— EXCERPT TO READ —
Segment Open

Traditionally served in tiny round ramekins, crème brûlée’s impressive presentation comes primarily from its crusty exterior, the sugary outer layer contrasting with its creamy center and creating a perfect blend of opposite textures. And who can resist the show?! Burning the outer layer of your dessert with a torch never fails to impress – dessert doesn’t get much more exciting than that!
I have a few circular ramekins, but I’m kind of partial to these heart-shaped ones. They’re fun and different and they somehow seem to make this dessert even more special.
Despite its unique textures and cooking methods, crème brûlée is surprisingly easy to pull together. Seriously! I know it may seem intimidating, but anyone can master this classic French dessert.
You’ll just need a few ingredients – heavy cream, eggs, sugar, and some nice vanilla beans. Don’t freak out about the vanilla beans (or their price) – they’re super simple to work with! I order mine in bulk on Amazon rather than shelling out $15+ for one pod at my favorite grocery store.
The easiest way to remove the little flecks from their woody frame is to first slice the pod in half lengthwise with a sharp knife. Once you’ve split it in two, use a spoon to scoop out the tiny black flecks from both pieces, running the spoon up and down every crevice to get as much flavor as possible. Sure, it’s a bit more work than measuring out a tablespoon of vanilla, but it’s totally worth the effort! Nothing compares to using real vanilla beans. If you’ve made my favorite cupcakes, you already know this. :)
If you’re planning to serve crème brûlée for a special event, be sure to plan ahead. It’s not difficult to make, but it does take some planning! You may be surprised to learn that crème brûlée is typically served cool or at room temperature. That might seem unlikely for a dish that requires a flame, but it’s the French way! C’est magnifique!
You first mix your custard ingredients together and let the flavors meld together for a few minutes or up to an hour. You then pour the custard mixture into your ramekins and let them bake for at least 30 minutes, cool them, and refrigerate them for an hour. Finally, when you’re ready to serve, you sprinkle the custards with sugar and burn them with a torch or broiler.
If you want to be really authentic, you return the finished crème brûlées to the fridge to let them cool again…but let’s be real. I never wait that long. Once I’ve caught a whiff of that burnt brown sugar, I’m hopeless! I need me some of that creamy custard ASAP.
I’ve tried many different types of crème brûlée in my lifetime, but this one is my favorite recipe to date. It comes from an authentic French cookbook from Williams-Sonoma that I was given as a high school graduation gift, and it definitely delivers the the traditional French flavor that comes to mind when I think crème brûlée. Très bon – very good!
If you’ve never made crème brûlée from scratch, give it a whirl this week. It’s easy as pie…or, I might argue, even easier!

Segment Closed

— INFORMATION SUPPLIED —
Segment Open

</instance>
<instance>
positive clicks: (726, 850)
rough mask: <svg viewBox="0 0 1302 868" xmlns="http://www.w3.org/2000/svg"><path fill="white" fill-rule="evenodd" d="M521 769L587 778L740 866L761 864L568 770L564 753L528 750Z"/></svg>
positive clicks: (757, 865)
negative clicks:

Segment Closed

— ACTION ITEM A —
In the crème brûlée excerpt, what source does the favorite recipe come from?
— ACTION ITEM B —
For each statement, answer yes or no depending on whether it agrees with the crème brûlée excerpt, and quote the words that decide it: (i) Crème brûlée is usually served hot. (ii) The custards bake for at least 30 minutes. (iii) The vanilla beans are bought at a favorite grocery store.

— RESPONSE BOX A —
An authentic French cookbook from Williams-Sonoma, given as a high school graduation gift.

— RESPONSE BOX B —
(i) No: "crème brûlée is typically served cool or at room temperature"
(ii) Yes: "let them bake for at least 30 minutes"
(iii) No: "I order mine in bulk on Amazon rather than shelling out $15+ for one pod at my favorite grocery store"